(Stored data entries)
————————

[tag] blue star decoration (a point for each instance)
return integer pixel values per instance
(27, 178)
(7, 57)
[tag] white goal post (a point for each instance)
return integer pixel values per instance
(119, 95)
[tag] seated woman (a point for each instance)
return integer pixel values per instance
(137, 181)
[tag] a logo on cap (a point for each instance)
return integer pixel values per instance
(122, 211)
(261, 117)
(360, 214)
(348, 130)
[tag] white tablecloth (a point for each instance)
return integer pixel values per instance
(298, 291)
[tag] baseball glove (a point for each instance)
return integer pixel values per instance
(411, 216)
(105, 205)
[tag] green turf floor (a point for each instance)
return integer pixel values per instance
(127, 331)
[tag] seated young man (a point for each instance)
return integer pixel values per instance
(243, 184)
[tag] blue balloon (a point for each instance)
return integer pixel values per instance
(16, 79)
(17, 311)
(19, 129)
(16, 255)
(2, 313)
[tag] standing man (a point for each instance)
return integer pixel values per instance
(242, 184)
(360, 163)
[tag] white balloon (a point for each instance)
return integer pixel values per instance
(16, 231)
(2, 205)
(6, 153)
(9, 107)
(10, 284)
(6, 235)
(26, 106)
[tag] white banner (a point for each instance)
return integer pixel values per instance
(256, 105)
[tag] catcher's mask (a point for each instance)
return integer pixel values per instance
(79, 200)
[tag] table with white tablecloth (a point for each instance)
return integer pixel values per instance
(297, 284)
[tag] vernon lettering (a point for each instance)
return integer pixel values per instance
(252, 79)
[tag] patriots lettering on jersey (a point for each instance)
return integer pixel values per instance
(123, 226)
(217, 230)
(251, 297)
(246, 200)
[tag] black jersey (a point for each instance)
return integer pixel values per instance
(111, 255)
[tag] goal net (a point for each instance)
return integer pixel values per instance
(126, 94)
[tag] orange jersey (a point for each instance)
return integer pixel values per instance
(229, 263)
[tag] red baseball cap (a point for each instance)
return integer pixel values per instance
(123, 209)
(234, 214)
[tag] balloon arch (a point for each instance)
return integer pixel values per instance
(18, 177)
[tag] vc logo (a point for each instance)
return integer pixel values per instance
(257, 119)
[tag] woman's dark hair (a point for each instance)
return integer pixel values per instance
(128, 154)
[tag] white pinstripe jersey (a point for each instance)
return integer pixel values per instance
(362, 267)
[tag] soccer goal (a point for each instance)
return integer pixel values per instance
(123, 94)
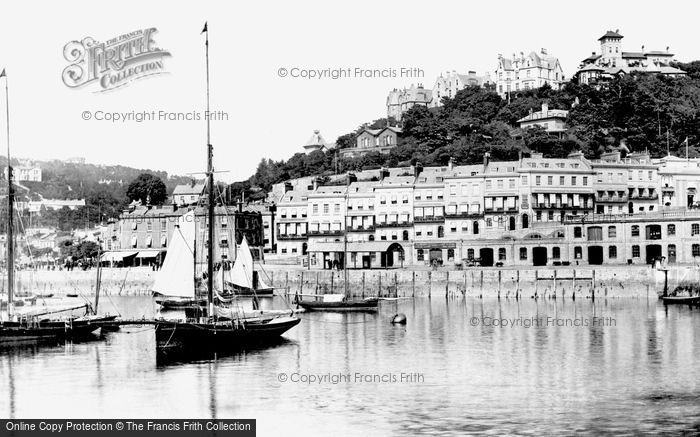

————————

* [What is expected]
Starting with the line that has "[tag] white banner" and ending with the last line of the records, retype every line exactly and only those lines. Do not include the pictures.

* [Result]
[tag] white banner (a point for each instance)
return integer pixel values per instance
(256, 105)
[tag] catcher's mask (a point for each instance)
return integer pixel values per instance
(79, 200)
[tag] table with white tablecloth (a point for each instance)
return integer pixel values per instance
(297, 284)
[tag] vernon lettering (a point for each instance)
return integer pixel values per instance
(252, 79)
[tag] patriots lettering on jersey (a point for each instance)
return integer pixel values per instance
(123, 226)
(217, 230)
(251, 297)
(246, 200)
[tag] black jersey (a point for each instance)
return integer pixel values per instance
(111, 255)
[tag] goal net (a point for each instance)
return integer pixel values per instance
(126, 94)
[tag] orange jersey (a point for each instance)
return integer pixel values per instance
(229, 263)
[tag] red baseball cap (a point for each instance)
return integer pixel values per instance
(123, 209)
(234, 214)
[tag] balloon arch (a point for each instance)
return integer pixel values per instance
(18, 177)
[tag] vc logo (a point for each instance)
return integer pixel values per instance
(257, 119)
[tag] woman's dark hair (a point for each instance)
return integer pixel values per instance
(128, 154)
[tag] white pinstripe jersey (a point for each instance)
return integer pixel values per instance
(362, 267)
[tag] soccer goal (a point for each instance)
return integer pixel values per instance
(123, 94)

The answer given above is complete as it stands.